**REQUIRED TASK**
Your task is to retype each line of the data below exactly.

A block of data
•••

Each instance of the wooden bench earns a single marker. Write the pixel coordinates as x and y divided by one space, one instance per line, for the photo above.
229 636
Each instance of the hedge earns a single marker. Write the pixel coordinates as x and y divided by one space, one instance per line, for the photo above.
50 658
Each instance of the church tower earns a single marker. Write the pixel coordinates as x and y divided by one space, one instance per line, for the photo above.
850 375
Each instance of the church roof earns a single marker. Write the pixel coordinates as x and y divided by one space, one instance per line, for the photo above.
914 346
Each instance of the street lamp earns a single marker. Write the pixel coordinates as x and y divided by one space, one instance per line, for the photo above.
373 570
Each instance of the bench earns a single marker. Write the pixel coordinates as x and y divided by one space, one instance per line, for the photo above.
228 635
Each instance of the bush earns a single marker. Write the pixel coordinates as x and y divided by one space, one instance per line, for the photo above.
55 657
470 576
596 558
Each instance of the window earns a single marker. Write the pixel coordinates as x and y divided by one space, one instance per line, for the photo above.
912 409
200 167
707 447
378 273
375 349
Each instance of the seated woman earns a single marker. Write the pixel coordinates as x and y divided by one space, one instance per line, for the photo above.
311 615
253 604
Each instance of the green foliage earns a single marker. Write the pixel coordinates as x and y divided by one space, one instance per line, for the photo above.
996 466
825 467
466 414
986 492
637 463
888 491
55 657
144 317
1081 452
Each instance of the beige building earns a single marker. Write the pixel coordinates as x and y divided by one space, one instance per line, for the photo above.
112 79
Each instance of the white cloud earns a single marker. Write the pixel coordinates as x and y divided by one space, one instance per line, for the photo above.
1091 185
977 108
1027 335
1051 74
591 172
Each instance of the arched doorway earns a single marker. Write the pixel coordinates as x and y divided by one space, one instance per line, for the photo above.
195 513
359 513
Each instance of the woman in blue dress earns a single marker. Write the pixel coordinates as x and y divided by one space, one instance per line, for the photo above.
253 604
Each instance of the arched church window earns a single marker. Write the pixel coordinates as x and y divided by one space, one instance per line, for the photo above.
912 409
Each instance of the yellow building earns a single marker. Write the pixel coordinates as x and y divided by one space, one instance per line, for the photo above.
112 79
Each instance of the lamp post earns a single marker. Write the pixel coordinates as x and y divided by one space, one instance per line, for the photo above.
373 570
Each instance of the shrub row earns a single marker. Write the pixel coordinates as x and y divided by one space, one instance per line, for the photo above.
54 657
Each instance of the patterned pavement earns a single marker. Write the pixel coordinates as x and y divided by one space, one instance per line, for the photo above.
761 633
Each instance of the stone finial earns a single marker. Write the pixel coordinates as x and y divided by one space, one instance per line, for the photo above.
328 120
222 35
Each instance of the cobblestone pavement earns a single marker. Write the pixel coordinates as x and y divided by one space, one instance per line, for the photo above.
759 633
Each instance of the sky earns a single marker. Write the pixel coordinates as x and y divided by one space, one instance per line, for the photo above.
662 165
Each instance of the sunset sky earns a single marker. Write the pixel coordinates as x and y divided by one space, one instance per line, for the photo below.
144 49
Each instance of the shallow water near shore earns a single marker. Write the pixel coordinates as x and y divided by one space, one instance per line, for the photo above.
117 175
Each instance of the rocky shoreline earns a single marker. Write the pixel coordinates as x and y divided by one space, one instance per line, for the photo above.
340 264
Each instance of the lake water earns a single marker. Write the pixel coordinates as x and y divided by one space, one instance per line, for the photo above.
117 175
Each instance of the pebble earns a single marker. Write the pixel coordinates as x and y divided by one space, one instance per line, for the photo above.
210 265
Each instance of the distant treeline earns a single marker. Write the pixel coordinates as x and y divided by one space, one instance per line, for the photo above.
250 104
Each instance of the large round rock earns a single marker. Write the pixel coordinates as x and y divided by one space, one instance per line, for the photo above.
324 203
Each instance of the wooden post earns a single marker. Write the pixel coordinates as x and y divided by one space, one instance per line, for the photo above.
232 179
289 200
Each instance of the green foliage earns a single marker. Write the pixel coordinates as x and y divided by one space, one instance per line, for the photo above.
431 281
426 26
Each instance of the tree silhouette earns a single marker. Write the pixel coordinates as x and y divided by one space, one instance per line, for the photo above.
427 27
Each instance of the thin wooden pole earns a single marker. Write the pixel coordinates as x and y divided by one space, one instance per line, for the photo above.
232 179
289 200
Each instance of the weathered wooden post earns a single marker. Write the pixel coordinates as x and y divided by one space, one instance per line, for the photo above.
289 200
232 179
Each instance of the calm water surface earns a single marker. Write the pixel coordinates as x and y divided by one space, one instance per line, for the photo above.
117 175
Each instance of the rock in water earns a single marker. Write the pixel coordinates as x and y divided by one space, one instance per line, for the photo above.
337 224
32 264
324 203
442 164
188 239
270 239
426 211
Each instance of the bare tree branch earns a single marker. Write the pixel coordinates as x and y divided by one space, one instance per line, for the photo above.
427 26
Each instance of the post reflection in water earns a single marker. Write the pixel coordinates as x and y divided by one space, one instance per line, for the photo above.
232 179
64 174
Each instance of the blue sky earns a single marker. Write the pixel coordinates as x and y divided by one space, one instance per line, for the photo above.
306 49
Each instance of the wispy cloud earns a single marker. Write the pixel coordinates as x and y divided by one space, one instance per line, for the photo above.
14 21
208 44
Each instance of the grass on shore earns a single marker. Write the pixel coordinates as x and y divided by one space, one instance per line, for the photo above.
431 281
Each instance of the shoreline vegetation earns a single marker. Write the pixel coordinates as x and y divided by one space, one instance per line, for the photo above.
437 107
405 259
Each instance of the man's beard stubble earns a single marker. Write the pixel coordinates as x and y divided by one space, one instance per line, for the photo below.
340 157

•••

**RESPONSE FOR THIS EXERCISE**
Each instance of the wooden bench earns a single marker. Write the pixel coordinates as x and y divided by one space, one instance per line, for the photo above.
229 636
Each instance of the hedge earns a single marker. Write the pixel coordinates as x and y divided by one space, one instance per line, for the photo above.
50 658
Each instance of the church tower earns a single marker. Write the pixel coordinates as x and y divided by one space, one instance per line, for the photo above.
850 375
Each instance of the church roof earns a single marker. Write the pixel coordinates as x and y divided by one space, one instance per line, for the photo above.
914 346
Each instance of the street lamp earns a single marker. Write the pixel coordinates as x and y divided by one space, one instance per line, for the photo above.
373 570
Each instance of the bench earns a single marker. Write the pixel coordinates as x and y divided by one space, one instance per line, for the photo above.
228 635
Each instance of the bush earns a single marker. Write the pixel coordinates as x and y divided by one space, one instance per line, for the photo above.
55 657
470 576
596 558
Each instance of the window earns a single marker. Write the pixel coordinates as x and y divided by one space, one instance per line, for the photo above.
912 409
200 167
707 447
378 273
375 349
Each instance of the seated woman earns a single marker. Write the pixel coordinates as x and y divided by one space, one instance per line, for the photo above.
311 615
253 604
Each instance of the green foliage earns a single marker. Write the pixel coordinates as x and y divided by one space, one instance per line, for the photo above.
996 466
825 467
466 414
986 492
637 463
888 491
55 657
144 317
1081 452
Each instance of the beige building earns a single marker. Write the pixel coordinates as x and y divided by one space, one instance per line, for the photo above.
112 79
Each instance of the white cloud earns a single marker. Write the pixel coordinates as x and y divided by one space, one instance per line, for the photo above.
1091 185
977 108
1027 335
1051 74
591 172
Each instance of the arched doorway earns a single marker. Write the pixel coordinates as x and y divided by one space, one instance per line, for the photo above.
195 513
359 513
Each instance of the woman in blue dress earns a single marker. Write the pixel coordinates as x and y divided by one space, one instance per line, for the photo above.
253 604
Each instance of the arched church window earns a single marker. Write the pixel coordinates as x and y divided by one space, one instance per line, for the photo above.
912 409
Each instance of the yellow building earns a single marker. Write the pixel coordinates as x and y divided by one space, one instance per line, for the photo above.
112 79
Each instance of the lamp post earns a single marker. Write the pixel coordinates as x and y divided by one space, one instance per line, for the photo above.
373 570
Each instance of the shrub row earns a single marker. Write the pixel coordinates as x and y divided by one space, one instance per line, for the photo above.
54 657
Each instance of the patterned pavement earns a single marker. Write the pixel coordinates as x and y divided by one space, one instance per line, for the photo above.
761 633
Each instance of the stone finial earns a single marker. Write the pixel coordinates as x and y divided by one space, one instance per line, for the photo above.
328 120
222 35
Each instance of the cobblestone pavement earns a single marker. Write the pixel coordinates as x and y divided by one space, one instance per line, for the photo above.
759 633
Each instance of the sky earns a single marker. Write the pixel coordinates as x and y divided by one space, one instance per line, for the photo above.
662 165
Each instance of the sunset sky earns a single marker. Write the pixel coordinates as x and y divided by one space, one instance per line, for the photo below.
144 49
Each instance of the shallow water near shore earns a single marker. Write the pixel coordinates as x and y divided by one space, one instance per line, for the photo above.
117 175
Each instance of the rocky shoreline earns a single marker. Write the pixel coordinates as x and y divided by one space, one instance per line, for the photo above.
340 264
Each instance of the lake water earns a single marker. Write the pixel coordinates as x and y divided by one space, one instance per line, for the photo above.
117 175
Each instance of the pebble earns a single marker. Write the pixel coordinates as x and y divided by one space, one instance per line, for the photo above.
210 265
Each instance of the distant treeline earns a single marker. Write the pixel coordinates as x and y divided by one space, one instance per line, for the photo above.
250 104
Each instance of the large round rock earns a single marker. Write the pixel coordinates as x and y divided by one space, one instance per line, for the photo above.
324 203
Each instance of the wooden post earns a single marker. Write the pixel coordinates as x and y divided by one space, one instance per line, for the photo above.
232 179
289 200
Each instance of the green foliage earns a single marker. Write the pixel coordinates as x and y divided by one space, one instance per line, for the photo above.
431 281
426 26
Each instance of the tree silhouette earns a single marker. Write the pixel coordinates as x and y divided by one space, one instance per line, for the photo above.
427 27
Each instance of the thin wooden pole earns a single marker. Write the pixel coordinates as x and y divided by one space, one instance per line, for the photo above.
232 179
289 200
Each instance of the weathered wooden post earns a single marker. Write the pixel coordinates as x and y divided by one space, one instance per line, for the photo above.
289 200
232 179
Each instance of the calm water surface earns a single marker. Write the pixel coordinates as x and y divided by one space, one instance per line, for the photo above.
117 175
Each instance of the rock in water earns a single marker. Write the pixel coordinates as x and y divided by one space, one instance per line, for the photo above.
337 224
32 264
324 203
442 164
188 239
270 239
426 211
Each instance of the bare tree branch earns a single marker. Write the pixel coordinates as x and y divided by one space, one instance per line, for the photo above.
427 26
Each instance of the post reflection in water earns a single marker. Write the pixel coordinates as x and y divided by one space, one instance per line, for the photo above.
232 179
64 174
Each instance of the blue sky earns a single marker. Write the pixel coordinates as x and y divided by one space, one instance per line, for the photo above.
306 49
Each instance of the wispy cloud earns a single marker. Write the pixel coordinates as x and y divided by one space, one instance per line, for the photo above.
14 21
208 44
Each instance of the grass on shore earns a single marker. Write the pixel coordinates as x and y divided by one space, one instance per line, for the photo above.
431 281
Each instance of the shoreline vegetation earns a single marker. Write the pixel coordinates as x and y divided by one space, one instance per line, for the photo above.
437 107
405 259
Each instance of the man's beard stubble earns a single marker. Write the pixel coordinates as x and y divided by one space, one instance per line, for the photo below.
340 157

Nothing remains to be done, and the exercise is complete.